====== SOURCE TEXT ======

# Huawei Modem E160



## Sebo_ (Sep 8, 2008)

hi guys,

I`m looking for driver for this Broadband USB modem E160 for Win XP.

usb\vid_12d1&pid_1003

Can`t find anywhere ....

Thanks and Happy X-mas

Seb


----------



## dai (Jul 2, 2004)

http://members.driverguide.com/driver/detail.php?driverid=503416


----------



## Sebo_ (Sep 8, 2008)

dai said:


> http://members.driverguide.com/driver/detail.php?driverid=503416


this is not working ... anyway it`s different device ... 
anyone else can be helpful ?


----------



## dai (Jul 2, 2004)

it was the one that came up for that number

http://list.driverguide.com/list.php/list/company2033/device10/index.html


----------



## DerekRobinson (Mar 10, 2009)

I believe the E160s have the drivers builtin, maybe your OS is not detecting or has disabled the USBs CD drive or your USB entries need a refresh (uninstall then scan).


----------



## thedoc1945 (May 12, 2010)

Sebo_ said:


> this is not working ... anyway it`s different device ...
> anyone else can be helpful ?


R u still looking 4 the drivers if so i have a copy i can send u.ray:


----------

======

In the E160 thread, which operating system does Sebo_ want a driver for? The lines after the E160 thread are unrelated to it.

====== DATA EXTRACT ======

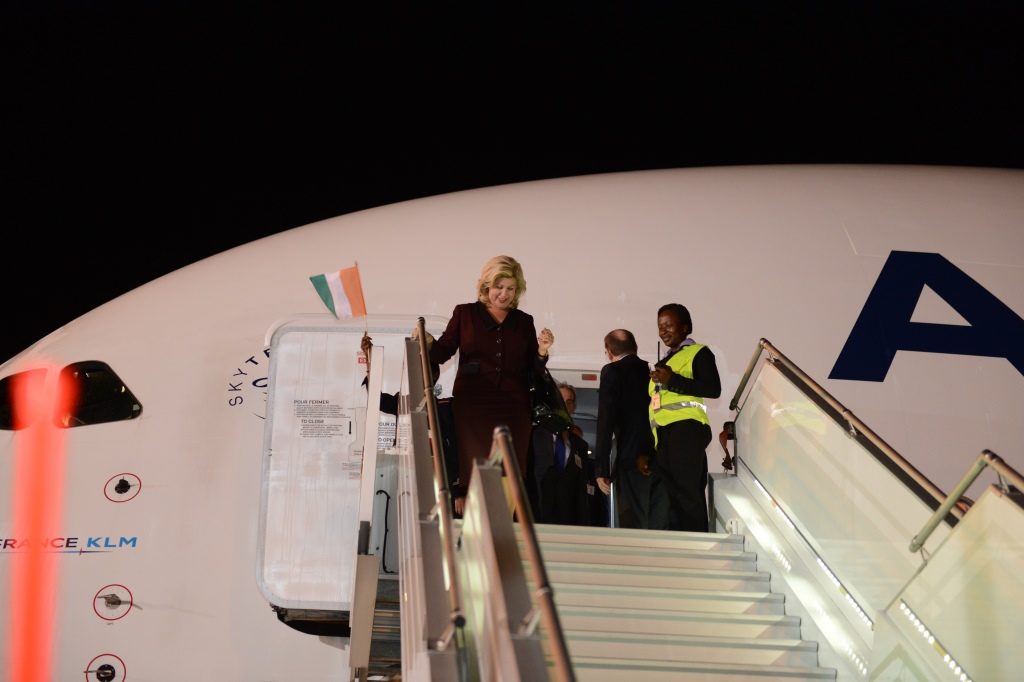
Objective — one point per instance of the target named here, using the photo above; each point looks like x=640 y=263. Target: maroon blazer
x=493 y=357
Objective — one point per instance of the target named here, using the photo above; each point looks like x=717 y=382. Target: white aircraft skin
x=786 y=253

======

### THE RESPONSE
Win XP